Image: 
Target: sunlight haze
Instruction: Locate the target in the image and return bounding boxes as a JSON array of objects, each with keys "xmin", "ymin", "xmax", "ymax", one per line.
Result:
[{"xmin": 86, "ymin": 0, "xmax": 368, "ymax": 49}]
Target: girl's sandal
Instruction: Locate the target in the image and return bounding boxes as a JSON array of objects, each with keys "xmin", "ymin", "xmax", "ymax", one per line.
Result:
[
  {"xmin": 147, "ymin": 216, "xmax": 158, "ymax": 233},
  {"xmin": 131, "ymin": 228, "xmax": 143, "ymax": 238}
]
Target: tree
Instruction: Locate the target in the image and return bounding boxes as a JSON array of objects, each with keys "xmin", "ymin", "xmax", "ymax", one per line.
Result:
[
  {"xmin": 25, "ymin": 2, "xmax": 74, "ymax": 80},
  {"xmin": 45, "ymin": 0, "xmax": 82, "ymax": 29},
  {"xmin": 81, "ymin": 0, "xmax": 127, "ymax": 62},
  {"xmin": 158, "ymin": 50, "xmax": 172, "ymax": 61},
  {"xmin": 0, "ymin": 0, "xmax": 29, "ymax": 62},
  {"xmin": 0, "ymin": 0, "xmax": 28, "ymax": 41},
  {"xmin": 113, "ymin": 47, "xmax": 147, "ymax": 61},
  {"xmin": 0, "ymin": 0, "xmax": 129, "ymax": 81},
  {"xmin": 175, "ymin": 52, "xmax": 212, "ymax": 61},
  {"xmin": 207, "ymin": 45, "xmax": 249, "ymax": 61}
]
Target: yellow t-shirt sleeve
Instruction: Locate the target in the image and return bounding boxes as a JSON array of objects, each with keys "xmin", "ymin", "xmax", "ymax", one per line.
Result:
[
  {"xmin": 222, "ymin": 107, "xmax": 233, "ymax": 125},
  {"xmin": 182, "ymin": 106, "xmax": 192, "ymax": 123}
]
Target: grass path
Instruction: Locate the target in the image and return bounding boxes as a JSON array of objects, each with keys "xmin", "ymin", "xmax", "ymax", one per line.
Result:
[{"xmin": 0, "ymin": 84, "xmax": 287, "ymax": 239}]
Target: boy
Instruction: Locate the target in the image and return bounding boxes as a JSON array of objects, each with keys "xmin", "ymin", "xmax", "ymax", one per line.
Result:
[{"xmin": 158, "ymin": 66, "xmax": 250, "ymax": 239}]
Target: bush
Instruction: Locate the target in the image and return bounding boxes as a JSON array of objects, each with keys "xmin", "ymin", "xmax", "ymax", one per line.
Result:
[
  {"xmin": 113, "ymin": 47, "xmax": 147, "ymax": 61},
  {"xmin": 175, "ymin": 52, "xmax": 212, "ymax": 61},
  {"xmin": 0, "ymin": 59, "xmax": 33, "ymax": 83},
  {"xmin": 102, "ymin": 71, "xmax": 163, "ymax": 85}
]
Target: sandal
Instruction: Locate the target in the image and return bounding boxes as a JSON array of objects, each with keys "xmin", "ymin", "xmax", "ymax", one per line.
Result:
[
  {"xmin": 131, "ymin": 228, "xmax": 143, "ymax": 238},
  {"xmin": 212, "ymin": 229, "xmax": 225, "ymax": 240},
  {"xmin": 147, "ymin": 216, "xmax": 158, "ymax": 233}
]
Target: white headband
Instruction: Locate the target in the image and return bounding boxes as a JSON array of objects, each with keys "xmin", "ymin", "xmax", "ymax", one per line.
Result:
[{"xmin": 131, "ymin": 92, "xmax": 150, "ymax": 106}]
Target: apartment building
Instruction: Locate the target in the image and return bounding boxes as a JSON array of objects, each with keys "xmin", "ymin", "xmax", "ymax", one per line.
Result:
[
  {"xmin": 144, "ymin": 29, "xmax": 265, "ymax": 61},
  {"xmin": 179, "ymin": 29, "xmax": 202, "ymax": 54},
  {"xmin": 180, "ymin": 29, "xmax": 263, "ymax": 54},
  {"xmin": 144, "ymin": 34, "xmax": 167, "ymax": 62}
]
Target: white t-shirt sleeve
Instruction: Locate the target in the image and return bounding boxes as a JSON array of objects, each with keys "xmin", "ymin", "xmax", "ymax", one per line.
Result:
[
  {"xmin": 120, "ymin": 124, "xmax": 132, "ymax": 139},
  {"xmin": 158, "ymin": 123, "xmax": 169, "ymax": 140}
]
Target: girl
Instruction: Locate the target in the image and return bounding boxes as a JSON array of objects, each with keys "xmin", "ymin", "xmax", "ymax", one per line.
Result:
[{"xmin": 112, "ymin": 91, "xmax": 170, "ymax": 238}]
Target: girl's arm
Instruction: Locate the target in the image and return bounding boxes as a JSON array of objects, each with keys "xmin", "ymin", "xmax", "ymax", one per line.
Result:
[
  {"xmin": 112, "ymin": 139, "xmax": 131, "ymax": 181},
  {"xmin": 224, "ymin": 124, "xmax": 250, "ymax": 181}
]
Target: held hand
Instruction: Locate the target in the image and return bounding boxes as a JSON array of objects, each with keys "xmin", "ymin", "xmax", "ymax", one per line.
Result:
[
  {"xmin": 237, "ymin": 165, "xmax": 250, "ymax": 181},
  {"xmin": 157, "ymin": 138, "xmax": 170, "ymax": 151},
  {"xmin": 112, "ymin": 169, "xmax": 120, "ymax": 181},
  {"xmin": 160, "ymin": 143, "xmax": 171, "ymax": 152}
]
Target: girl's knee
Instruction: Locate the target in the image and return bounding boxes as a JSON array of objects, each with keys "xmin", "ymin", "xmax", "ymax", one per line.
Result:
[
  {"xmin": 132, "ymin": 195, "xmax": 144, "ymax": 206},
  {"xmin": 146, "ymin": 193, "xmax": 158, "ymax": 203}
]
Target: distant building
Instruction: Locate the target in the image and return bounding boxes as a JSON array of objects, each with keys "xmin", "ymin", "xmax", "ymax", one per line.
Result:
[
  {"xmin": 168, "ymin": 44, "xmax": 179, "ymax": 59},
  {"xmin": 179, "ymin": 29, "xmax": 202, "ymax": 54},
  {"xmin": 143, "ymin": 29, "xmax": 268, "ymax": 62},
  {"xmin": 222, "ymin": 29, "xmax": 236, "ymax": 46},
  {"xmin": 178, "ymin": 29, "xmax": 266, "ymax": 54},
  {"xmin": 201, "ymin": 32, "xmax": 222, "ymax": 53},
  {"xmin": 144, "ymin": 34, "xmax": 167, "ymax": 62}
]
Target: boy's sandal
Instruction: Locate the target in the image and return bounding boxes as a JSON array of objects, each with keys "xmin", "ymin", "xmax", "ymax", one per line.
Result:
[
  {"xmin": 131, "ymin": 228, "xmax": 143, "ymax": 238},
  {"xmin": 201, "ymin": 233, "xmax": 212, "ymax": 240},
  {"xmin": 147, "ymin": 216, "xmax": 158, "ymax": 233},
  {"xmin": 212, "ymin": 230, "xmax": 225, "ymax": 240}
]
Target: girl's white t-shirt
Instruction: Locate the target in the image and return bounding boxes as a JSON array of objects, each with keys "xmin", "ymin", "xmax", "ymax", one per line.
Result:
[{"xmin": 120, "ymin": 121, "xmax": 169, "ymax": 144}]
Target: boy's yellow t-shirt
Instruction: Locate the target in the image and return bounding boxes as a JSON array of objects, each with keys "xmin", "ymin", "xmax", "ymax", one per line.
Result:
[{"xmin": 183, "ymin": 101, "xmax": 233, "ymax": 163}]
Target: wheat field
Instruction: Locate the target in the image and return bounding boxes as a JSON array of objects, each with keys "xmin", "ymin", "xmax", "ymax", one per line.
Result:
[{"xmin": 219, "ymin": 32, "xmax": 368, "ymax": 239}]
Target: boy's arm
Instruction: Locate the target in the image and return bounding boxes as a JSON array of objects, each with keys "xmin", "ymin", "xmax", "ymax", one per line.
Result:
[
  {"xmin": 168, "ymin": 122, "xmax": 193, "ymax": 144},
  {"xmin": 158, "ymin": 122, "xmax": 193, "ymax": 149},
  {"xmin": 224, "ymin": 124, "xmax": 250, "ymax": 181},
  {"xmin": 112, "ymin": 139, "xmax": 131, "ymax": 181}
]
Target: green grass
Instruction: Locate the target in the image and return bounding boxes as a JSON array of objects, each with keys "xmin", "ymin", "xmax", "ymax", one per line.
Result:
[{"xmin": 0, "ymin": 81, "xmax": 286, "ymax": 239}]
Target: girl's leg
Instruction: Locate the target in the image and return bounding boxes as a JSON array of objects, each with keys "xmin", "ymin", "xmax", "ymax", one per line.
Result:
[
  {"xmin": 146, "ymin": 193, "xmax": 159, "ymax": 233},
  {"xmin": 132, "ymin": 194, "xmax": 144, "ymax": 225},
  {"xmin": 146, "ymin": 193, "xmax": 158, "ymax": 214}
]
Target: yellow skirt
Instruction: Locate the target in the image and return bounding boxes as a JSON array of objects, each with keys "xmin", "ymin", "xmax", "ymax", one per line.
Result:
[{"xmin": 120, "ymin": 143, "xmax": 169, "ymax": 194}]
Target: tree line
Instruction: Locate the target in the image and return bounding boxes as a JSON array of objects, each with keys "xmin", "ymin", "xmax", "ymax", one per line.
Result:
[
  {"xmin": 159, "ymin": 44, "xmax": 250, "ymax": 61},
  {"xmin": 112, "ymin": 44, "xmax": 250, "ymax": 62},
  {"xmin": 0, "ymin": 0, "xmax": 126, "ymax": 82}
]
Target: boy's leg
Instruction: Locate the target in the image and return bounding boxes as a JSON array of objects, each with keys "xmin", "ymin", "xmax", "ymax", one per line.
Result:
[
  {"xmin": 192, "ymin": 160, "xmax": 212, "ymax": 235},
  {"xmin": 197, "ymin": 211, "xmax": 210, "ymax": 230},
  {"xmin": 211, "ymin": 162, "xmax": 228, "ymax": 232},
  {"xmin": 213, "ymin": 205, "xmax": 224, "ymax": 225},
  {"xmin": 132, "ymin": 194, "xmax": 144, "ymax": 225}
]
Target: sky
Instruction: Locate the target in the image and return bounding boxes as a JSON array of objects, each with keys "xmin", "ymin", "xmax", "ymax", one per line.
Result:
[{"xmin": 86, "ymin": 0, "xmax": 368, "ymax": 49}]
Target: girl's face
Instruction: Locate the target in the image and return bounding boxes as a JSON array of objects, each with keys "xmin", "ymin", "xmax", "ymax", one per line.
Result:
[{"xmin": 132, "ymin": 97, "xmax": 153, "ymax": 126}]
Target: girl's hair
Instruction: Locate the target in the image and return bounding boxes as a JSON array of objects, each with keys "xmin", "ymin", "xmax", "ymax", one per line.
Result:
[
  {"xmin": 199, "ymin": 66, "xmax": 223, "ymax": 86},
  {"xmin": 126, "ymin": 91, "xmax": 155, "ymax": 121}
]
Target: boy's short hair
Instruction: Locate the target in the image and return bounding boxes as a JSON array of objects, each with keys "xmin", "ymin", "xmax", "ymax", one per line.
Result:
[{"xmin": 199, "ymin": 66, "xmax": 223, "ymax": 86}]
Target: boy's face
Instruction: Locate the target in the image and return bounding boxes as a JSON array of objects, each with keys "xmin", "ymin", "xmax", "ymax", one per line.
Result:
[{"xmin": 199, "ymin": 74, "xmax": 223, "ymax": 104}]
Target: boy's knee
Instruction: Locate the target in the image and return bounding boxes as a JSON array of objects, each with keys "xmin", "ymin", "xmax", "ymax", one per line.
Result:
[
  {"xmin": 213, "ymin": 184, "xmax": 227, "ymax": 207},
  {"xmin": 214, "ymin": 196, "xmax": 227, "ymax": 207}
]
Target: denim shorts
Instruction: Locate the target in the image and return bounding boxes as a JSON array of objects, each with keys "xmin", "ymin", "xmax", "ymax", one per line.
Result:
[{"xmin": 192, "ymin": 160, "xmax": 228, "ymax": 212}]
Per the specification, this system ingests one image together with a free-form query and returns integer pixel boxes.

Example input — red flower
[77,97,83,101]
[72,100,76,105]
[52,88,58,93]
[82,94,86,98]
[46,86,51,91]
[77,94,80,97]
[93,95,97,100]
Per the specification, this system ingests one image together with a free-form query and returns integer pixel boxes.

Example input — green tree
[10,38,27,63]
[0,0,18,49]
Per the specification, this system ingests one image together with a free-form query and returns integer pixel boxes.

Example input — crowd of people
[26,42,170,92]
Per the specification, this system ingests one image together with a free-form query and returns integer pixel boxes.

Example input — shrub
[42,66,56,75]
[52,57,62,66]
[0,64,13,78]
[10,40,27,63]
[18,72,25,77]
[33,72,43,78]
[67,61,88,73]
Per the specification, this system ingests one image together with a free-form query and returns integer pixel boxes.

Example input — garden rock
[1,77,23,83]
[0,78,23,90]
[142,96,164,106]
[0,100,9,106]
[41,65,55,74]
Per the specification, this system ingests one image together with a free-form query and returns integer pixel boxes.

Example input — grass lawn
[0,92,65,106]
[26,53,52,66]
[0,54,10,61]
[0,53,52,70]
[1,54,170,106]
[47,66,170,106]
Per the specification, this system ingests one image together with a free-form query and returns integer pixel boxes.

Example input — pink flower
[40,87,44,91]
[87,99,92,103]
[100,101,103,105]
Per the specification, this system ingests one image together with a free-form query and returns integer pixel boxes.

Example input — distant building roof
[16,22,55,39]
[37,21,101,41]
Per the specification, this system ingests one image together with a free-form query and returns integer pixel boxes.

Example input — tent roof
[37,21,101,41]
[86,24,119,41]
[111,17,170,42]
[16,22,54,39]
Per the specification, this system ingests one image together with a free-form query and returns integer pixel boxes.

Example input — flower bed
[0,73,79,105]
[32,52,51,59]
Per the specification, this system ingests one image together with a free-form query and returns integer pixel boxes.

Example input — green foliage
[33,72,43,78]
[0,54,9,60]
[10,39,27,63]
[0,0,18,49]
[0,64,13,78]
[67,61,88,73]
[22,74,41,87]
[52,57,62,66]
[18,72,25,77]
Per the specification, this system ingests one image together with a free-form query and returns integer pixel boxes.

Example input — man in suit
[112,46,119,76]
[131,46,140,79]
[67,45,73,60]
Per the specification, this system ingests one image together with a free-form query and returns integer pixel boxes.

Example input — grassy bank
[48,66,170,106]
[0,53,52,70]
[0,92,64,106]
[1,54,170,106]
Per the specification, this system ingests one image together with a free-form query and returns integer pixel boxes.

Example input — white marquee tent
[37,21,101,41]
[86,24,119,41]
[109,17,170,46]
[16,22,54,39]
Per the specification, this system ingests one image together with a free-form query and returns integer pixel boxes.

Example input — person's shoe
::::::::
■ EXERCISE DETAILS
Wherever a line in the data above holds the word "sleeve", copy that line.

■ REPLY
Target: yellow t-shirt sleeve
Target: white t-shirt sleeve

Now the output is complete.